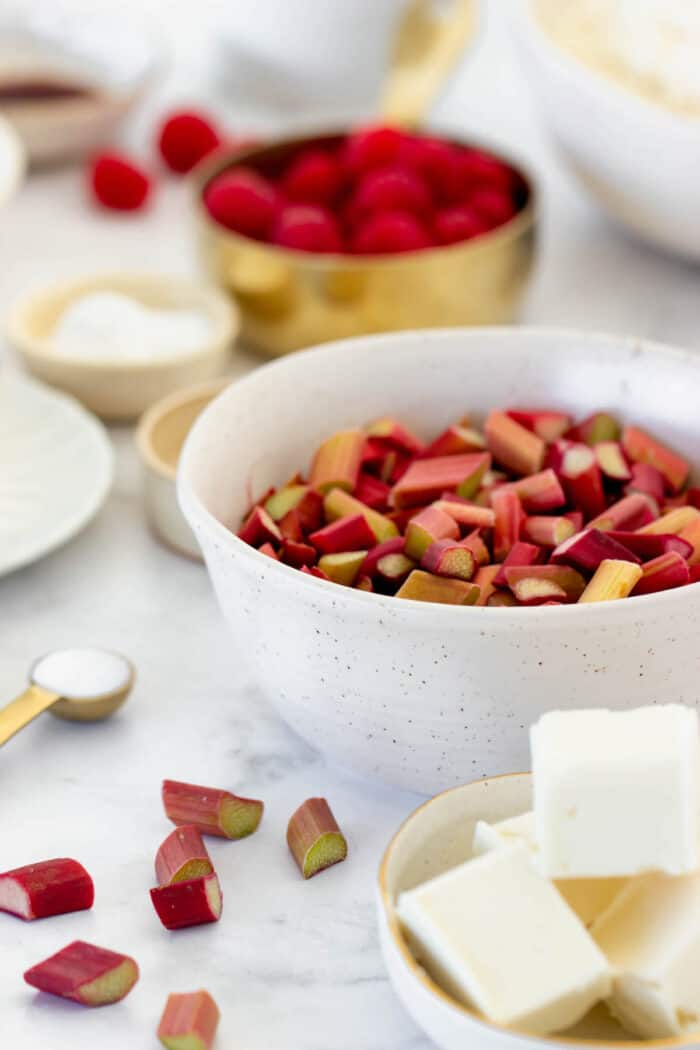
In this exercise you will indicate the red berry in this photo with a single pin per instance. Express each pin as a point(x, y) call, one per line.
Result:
point(390, 231)
point(458, 224)
point(374, 147)
point(389, 189)
point(244, 201)
point(185, 139)
point(314, 176)
point(308, 228)
point(492, 205)
point(119, 184)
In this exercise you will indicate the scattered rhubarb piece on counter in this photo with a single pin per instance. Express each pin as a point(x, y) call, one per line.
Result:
point(191, 903)
point(51, 887)
point(182, 856)
point(85, 973)
point(314, 837)
point(611, 581)
point(424, 587)
point(189, 1022)
point(212, 811)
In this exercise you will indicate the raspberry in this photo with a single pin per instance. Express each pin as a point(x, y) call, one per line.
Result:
point(118, 184)
point(185, 139)
point(390, 231)
point(314, 176)
point(389, 189)
point(308, 228)
point(458, 224)
point(244, 201)
point(374, 147)
point(492, 205)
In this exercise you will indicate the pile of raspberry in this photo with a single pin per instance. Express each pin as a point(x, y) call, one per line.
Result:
point(375, 191)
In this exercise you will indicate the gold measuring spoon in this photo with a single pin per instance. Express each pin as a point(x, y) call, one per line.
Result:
point(80, 685)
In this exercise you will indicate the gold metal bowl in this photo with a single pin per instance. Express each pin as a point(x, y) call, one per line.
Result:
point(290, 299)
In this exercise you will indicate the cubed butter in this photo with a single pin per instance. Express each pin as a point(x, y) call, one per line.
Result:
point(497, 937)
point(616, 793)
point(651, 937)
point(588, 898)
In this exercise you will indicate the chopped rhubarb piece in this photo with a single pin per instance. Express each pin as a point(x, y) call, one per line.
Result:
point(425, 479)
point(539, 492)
point(427, 526)
point(612, 461)
point(190, 903)
point(536, 584)
point(586, 550)
point(85, 973)
point(345, 533)
point(663, 573)
point(189, 1022)
point(182, 856)
point(314, 837)
point(509, 520)
point(548, 531)
point(259, 528)
point(448, 559)
point(424, 587)
point(454, 440)
point(337, 461)
point(513, 446)
point(342, 567)
point(611, 581)
point(648, 546)
point(628, 513)
point(641, 447)
point(212, 811)
point(50, 887)
point(675, 522)
point(520, 553)
point(338, 504)
point(396, 435)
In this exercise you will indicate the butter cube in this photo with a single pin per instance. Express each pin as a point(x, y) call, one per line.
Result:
point(616, 793)
point(651, 936)
point(499, 938)
point(587, 898)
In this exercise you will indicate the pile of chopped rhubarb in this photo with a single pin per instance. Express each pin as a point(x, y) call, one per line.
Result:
point(532, 509)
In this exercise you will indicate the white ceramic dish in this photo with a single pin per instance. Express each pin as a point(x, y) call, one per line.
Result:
point(435, 838)
point(56, 470)
point(117, 389)
point(424, 695)
point(637, 160)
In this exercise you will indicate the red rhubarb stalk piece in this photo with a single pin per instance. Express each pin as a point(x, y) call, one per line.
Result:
point(641, 447)
point(182, 856)
point(85, 973)
point(314, 838)
point(663, 572)
point(50, 887)
point(346, 533)
point(212, 811)
point(191, 903)
point(588, 549)
point(337, 461)
point(189, 1022)
point(513, 446)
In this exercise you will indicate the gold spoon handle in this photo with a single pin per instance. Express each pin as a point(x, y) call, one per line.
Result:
point(18, 713)
point(426, 46)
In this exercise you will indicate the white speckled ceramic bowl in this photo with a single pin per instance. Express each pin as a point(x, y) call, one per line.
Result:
point(427, 695)
point(435, 838)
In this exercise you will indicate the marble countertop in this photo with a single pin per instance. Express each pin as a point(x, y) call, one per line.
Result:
point(293, 965)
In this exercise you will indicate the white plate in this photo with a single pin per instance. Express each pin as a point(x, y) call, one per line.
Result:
point(56, 470)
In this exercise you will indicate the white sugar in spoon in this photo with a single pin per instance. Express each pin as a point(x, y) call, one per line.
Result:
point(81, 685)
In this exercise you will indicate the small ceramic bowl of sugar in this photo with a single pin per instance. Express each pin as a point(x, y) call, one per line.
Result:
point(119, 342)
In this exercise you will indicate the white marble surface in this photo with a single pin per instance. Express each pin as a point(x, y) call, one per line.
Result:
point(294, 966)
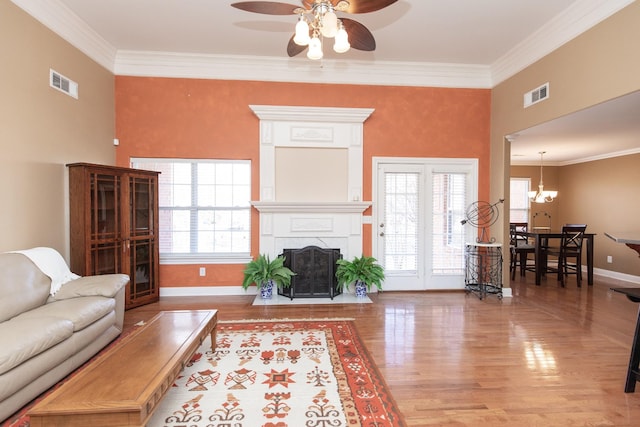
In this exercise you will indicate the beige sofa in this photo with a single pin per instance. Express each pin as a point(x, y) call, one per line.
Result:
point(52, 323)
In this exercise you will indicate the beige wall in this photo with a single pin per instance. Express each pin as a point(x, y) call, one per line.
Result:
point(42, 129)
point(601, 64)
point(602, 194)
point(550, 183)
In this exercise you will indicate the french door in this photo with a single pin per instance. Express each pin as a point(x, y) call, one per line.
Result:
point(419, 206)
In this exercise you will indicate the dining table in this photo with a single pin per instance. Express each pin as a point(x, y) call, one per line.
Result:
point(541, 239)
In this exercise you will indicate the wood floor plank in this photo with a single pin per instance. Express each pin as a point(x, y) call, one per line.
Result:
point(548, 356)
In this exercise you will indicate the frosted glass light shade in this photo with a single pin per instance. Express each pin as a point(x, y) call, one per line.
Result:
point(302, 33)
point(342, 41)
point(315, 49)
point(329, 26)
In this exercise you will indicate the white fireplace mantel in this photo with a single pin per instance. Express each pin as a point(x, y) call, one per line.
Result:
point(327, 219)
point(311, 207)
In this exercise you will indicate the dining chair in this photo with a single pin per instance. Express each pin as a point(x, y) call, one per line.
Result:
point(569, 253)
point(520, 248)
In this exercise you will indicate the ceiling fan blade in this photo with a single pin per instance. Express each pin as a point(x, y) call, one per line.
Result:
point(362, 6)
point(359, 36)
point(267, 7)
point(293, 48)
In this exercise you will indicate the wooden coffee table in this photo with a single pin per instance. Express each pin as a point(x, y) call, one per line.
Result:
point(124, 385)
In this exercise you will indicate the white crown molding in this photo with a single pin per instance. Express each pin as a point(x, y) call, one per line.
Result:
point(226, 67)
point(573, 21)
point(62, 21)
point(579, 17)
point(603, 156)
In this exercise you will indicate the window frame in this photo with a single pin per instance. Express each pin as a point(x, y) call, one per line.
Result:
point(525, 196)
point(193, 257)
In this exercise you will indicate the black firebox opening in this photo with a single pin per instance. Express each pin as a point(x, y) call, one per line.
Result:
point(315, 270)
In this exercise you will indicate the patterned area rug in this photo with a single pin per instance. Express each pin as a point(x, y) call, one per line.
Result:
point(288, 373)
point(280, 373)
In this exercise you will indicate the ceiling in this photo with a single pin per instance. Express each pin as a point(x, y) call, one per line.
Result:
point(486, 36)
point(452, 31)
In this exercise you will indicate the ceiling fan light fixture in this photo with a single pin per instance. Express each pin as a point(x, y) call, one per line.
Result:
point(341, 44)
point(329, 27)
point(302, 32)
point(315, 48)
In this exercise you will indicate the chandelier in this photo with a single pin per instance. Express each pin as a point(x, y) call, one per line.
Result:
point(542, 196)
point(318, 23)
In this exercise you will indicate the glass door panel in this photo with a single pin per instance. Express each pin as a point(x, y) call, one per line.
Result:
point(105, 214)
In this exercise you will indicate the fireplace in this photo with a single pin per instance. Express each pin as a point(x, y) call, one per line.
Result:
point(315, 270)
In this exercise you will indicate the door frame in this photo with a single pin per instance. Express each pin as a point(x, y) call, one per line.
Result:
point(470, 165)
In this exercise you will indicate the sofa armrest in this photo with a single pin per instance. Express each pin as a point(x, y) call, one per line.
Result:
point(106, 285)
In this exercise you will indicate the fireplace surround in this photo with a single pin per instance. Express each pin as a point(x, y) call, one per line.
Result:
point(302, 207)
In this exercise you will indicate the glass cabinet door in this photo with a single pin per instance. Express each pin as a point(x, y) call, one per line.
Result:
point(142, 239)
point(105, 237)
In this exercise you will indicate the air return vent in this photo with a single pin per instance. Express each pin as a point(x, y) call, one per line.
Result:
point(538, 94)
point(63, 84)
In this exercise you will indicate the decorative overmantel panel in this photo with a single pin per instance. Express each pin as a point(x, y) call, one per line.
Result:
point(323, 222)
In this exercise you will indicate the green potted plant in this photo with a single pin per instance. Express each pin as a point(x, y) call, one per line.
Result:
point(265, 272)
point(364, 272)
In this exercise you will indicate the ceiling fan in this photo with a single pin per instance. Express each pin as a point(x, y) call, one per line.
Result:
point(318, 20)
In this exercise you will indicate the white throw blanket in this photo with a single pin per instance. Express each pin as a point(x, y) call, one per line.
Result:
point(51, 263)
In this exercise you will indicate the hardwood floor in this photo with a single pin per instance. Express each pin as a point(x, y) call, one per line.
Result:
point(549, 356)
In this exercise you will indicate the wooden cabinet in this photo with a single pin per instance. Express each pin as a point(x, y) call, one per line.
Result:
point(114, 226)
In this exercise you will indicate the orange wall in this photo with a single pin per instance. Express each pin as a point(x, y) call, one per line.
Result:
point(194, 118)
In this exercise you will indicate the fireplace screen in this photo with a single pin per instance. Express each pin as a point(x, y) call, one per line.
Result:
point(315, 270)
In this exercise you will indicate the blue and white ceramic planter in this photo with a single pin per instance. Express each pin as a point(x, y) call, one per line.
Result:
point(361, 289)
point(266, 290)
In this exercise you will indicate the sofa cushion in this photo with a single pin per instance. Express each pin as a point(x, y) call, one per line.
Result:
point(22, 285)
point(106, 285)
point(80, 311)
point(24, 338)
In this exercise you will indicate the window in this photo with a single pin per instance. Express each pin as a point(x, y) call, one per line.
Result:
point(204, 209)
point(519, 200)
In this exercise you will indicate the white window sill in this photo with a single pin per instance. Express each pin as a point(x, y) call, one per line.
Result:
point(204, 259)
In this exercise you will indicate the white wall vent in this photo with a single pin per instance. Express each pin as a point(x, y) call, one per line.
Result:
point(538, 94)
point(63, 84)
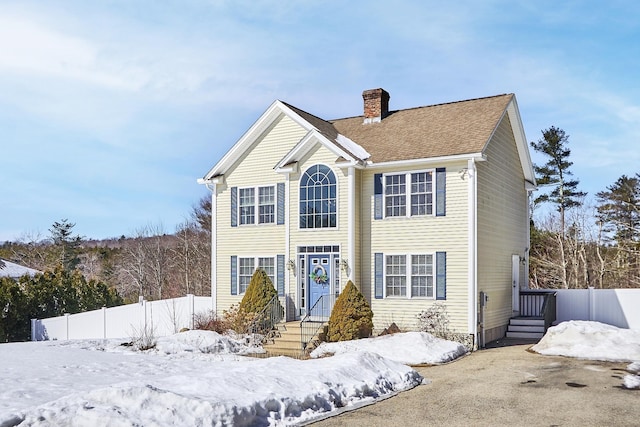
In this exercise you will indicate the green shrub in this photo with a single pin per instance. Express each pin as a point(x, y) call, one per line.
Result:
point(351, 317)
point(237, 320)
point(258, 294)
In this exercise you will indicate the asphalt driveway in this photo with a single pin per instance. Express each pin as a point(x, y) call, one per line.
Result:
point(508, 386)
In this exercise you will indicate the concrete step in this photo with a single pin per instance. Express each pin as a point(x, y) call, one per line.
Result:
point(525, 335)
point(524, 321)
point(526, 328)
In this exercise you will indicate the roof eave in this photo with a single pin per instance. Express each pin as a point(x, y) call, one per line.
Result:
point(275, 110)
point(479, 157)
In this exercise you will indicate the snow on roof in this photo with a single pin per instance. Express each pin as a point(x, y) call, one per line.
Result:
point(13, 270)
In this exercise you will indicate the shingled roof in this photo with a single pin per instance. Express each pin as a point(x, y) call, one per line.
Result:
point(462, 127)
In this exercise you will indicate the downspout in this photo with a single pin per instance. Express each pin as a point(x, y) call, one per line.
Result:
point(527, 250)
point(287, 245)
point(213, 187)
point(351, 227)
point(473, 248)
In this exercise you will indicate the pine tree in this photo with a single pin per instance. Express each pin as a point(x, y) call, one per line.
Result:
point(619, 208)
point(67, 244)
point(555, 172)
point(619, 214)
point(351, 317)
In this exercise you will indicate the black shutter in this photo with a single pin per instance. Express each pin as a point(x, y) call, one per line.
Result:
point(379, 275)
point(280, 275)
point(441, 189)
point(441, 275)
point(234, 206)
point(280, 201)
point(377, 196)
point(234, 275)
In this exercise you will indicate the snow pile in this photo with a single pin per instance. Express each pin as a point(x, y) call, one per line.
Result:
point(632, 381)
point(590, 340)
point(411, 348)
point(190, 379)
point(262, 392)
point(197, 341)
point(595, 341)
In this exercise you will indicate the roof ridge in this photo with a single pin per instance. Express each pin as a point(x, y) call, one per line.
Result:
point(427, 106)
point(304, 111)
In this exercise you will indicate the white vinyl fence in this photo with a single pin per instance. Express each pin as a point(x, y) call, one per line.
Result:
point(164, 317)
point(617, 307)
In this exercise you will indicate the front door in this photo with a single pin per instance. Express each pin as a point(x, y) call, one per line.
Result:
point(319, 285)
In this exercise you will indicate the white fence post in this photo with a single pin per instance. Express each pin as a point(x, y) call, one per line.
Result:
point(191, 305)
point(66, 318)
point(592, 303)
point(104, 322)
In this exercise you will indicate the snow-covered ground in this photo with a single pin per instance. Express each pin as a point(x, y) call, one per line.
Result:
point(594, 341)
point(200, 378)
point(399, 347)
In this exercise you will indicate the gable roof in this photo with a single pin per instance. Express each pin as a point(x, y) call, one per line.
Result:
point(462, 127)
point(437, 131)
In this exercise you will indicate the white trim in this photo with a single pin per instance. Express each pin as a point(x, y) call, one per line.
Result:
point(479, 157)
point(521, 141)
point(214, 248)
point(408, 275)
point(317, 229)
point(472, 310)
point(351, 227)
point(408, 194)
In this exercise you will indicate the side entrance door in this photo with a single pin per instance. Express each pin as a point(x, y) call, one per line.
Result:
point(319, 284)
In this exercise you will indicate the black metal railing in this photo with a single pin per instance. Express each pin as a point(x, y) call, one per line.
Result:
point(266, 319)
point(314, 320)
point(541, 304)
point(549, 309)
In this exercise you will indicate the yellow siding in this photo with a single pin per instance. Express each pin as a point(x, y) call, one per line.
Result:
point(502, 222)
point(414, 236)
point(254, 169)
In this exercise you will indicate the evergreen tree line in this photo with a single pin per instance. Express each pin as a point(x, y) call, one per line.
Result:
point(582, 243)
point(48, 294)
point(151, 264)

********

§ **Exercise goal**:
Copy each line of the records containing the string "ceramic".

§ **Solution**:
In this exercise you will indicate the white ceramic dish in this photo with a single pin per instance. Express each pin as a point(x, y) call, one per line.
In this exercise you will indicate the white speckled ceramic bowl in this photo with a single pin per instance. Express each pin as a point(x, y) call, one per line.
In this exercise you will indicate the small ceramic bowl of sugar in this photo with a single pin per instance. Express each pin as a point(x, y) call, one per line.
In this exercise you will indicate the blue and white ceramic planter in this photo with a single pin per instance. Express each pin as a point(x, y) call, one per line.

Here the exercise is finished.